EXERCISE DETAILS:
What is needed is an exact repeat of the entries, with no pictures in it.

EXTRACTED INFORMATION:
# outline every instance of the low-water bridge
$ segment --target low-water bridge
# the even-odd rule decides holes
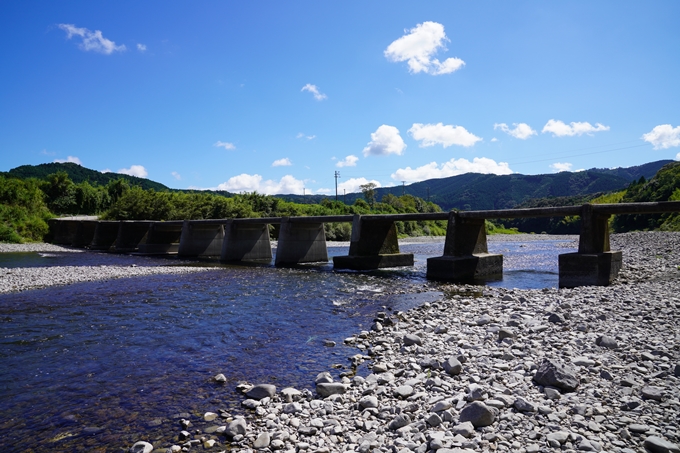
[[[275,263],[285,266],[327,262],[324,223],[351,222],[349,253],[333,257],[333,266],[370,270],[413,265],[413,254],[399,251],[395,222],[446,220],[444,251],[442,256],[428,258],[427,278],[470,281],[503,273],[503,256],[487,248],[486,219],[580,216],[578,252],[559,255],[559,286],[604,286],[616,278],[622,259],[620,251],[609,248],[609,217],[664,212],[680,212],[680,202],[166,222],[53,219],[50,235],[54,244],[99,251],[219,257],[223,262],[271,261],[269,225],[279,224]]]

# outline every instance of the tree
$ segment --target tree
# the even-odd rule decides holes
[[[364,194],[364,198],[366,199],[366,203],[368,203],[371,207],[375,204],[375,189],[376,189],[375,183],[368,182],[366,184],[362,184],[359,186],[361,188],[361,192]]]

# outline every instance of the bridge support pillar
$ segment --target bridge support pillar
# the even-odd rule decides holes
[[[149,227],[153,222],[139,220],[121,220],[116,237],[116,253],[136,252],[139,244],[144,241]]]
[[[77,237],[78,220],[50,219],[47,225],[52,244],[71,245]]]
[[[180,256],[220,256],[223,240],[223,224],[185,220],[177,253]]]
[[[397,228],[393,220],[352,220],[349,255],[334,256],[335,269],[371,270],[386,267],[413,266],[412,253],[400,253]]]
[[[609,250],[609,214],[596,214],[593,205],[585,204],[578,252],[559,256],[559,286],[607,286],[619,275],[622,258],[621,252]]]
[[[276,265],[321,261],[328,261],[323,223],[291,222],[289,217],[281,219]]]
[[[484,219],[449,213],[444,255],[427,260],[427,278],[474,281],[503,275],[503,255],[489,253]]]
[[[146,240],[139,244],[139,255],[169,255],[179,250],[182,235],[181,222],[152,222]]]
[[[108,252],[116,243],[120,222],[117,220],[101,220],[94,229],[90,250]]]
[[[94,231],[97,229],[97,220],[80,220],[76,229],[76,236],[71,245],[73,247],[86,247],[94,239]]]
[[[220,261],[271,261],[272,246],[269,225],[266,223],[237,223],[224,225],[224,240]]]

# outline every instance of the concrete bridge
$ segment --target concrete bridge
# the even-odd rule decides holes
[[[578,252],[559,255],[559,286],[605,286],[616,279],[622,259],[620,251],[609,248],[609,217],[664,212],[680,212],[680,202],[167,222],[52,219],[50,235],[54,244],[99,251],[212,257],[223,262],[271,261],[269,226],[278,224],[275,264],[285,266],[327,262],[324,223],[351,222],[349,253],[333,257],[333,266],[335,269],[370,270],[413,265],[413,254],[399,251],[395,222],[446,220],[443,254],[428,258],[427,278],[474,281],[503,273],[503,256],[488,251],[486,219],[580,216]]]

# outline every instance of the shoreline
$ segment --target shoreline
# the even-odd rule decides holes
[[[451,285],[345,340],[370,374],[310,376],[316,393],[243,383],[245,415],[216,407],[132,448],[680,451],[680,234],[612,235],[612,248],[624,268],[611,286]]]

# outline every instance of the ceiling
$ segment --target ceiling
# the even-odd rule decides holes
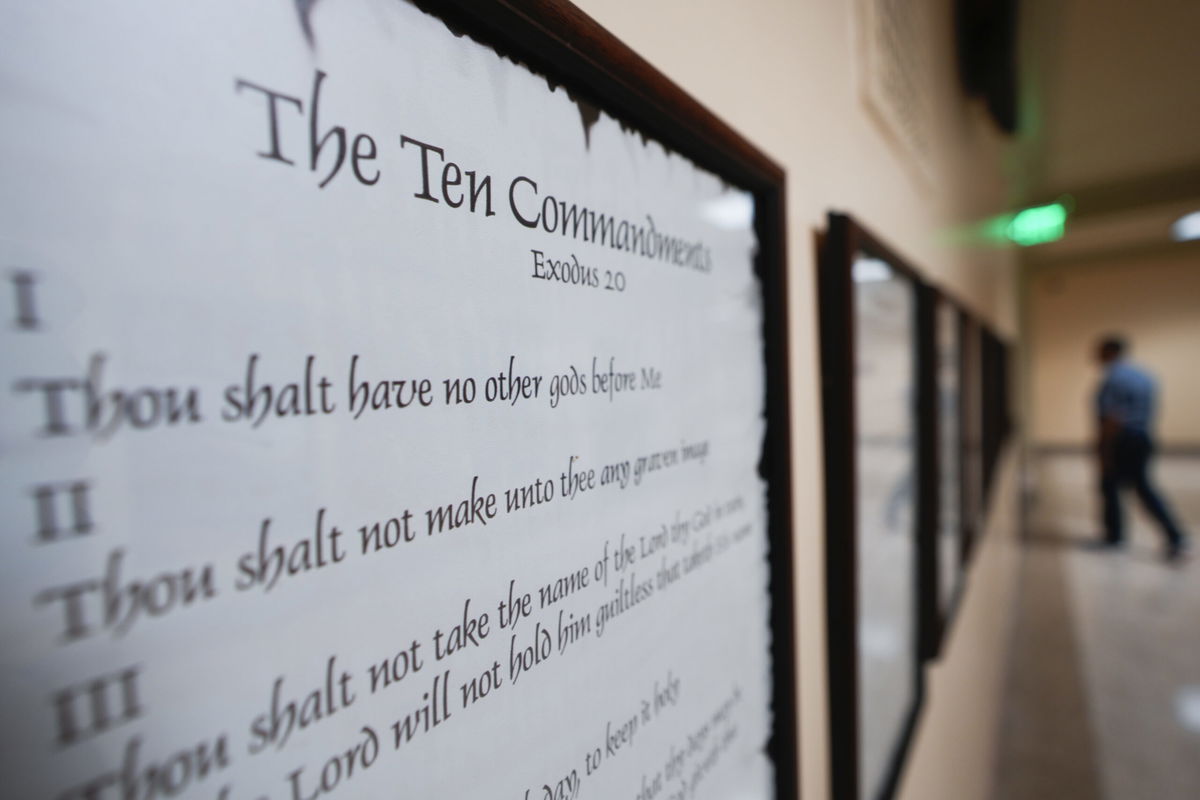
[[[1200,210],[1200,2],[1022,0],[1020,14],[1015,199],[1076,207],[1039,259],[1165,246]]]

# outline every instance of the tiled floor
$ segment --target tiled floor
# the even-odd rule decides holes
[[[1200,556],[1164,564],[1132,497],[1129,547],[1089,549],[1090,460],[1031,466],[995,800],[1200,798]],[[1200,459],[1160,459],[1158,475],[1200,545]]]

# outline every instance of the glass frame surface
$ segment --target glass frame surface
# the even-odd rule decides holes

EXERCISE SOLUTION:
# outline every instance of the low-water bridge
$ segment --target low-water bridge
# the even-odd rule decides holes
[[[275,263],[285,266],[327,262],[324,223],[351,222],[349,253],[333,257],[333,266],[370,270],[413,265],[413,254],[399,251],[395,222],[446,220],[444,251],[442,256],[428,258],[427,278],[470,281],[503,273],[503,256],[487,248],[486,219],[580,216],[578,252],[559,255],[559,286],[604,286],[616,278],[622,259],[620,251],[609,248],[609,217],[664,212],[680,212],[680,202],[166,222],[53,219],[50,235],[54,244],[99,251],[219,257],[223,262],[271,261],[269,225],[279,224]]]

# outline every instance of the tree
$ segment --target tree
# the even-odd rule decides holes
[[[364,194],[364,198],[366,199],[366,203],[368,203],[371,207],[375,204],[375,189],[376,189],[375,183],[368,182],[366,184],[362,184],[359,186],[361,188],[361,192]]]

# outline every instance of the bridge support pillar
$ segment --target bridge support pillar
# the even-odd rule decides holes
[[[149,227],[153,222],[139,220],[121,220],[116,237],[116,253],[136,252],[139,244],[144,241]]]
[[[77,237],[78,220],[50,219],[47,225],[52,244],[71,245]]]
[[[180,256],[220,256],[223,240],[223,224],[185,220],[177,253]]]
[[[397,228],[393,220],[352,220],[349,255],[334,256],[335,269],[371,270],[386,267],[413,266],[412,253],[400,253]]]
[[[609,250],[609,214],[596,214],[593,205],[585,204],[578,252],[559,256],[559,286],[607,286],[619,275],[622,258],[621,252]]]
[[[276,265],[321,261],[328,261],[323,223],[291,222],[289,217],[281,219]]]
[[[484,219],[449,213],[444,255],[427,260],[427,278],[474,281],[503,275],[503,255],[489,253]]]
[[[146,240],[139,244],[139,255],[169,255],[179,250],[182,235],[181,222],[152,222]]]
[[[108,252],[116,243],[120,222],[117,220],[101,220],[94,229],[90,250]]]
[[[94,231],[97,229],[97,220],[80,220],[76,229],[76,236],[71,245],[73,247],[86,247],[94,239]]]
[[[220,261],[271,261],[272,246],[269,225],[266,223],[237,223],[224,225],[224,240]]]

# outline every instance of the concrete bridge
$ segment --target concrete bridge
# the even-odd rule decides holes
[[[578,252],[559,255],[559,286],[605,286],[616,279],[622,259],[620,251],[609,248],[609,217],[664,212],[680,212],[680,202],[167,222],[52,219],[50,235],[54,244],[99,251],[212,257],[223,262],[271,261],[269,226],[278,224],[275,264],[285,266],[327,262],[324,223],[351,222],[349,253],[333,257],[333,266],[335,269],[370,270],[413,265],[413,254],[399,251],[395,222],[446,220],[443,254],[428,258],[427,278],[474,281],[503,273],[503,256],[488,251],[486,219],[580,216]]]

# outline every instance of the shoreline
$ segment --target shoreline
# the even-odd rule decides holes
[[[451,285],[345,340],[370,374],[310,376],[316,393],[243,383],[245,415],[216,407],[132,448],[680,451],[680,234],[612,235],[612,248],[624,268],[611,286]]]

# outline every instance of the ceiling
$ segment --target ceiling
# the even-odd rule decides holes
[[[1200,210],[1200,2],[1022,0],[1020,14],[1015,199],[1076,207],[1039,259],[1165,246]]]

# outline every instance of the tiled floor
$ segment --target tiled floor
# the even-odd rule decides holes
[[[1200,556],[1164,564],[1132,497],[1129,547],[1089,549],[1090,460],[1031,466],[995,800],[1200,798]],[[1200,459],[1160,459],[1158,475],[1200,545]]]

# outline every instance of the glass frame surface
$ segment --target glass frame surface
# the even-odd rule decides holes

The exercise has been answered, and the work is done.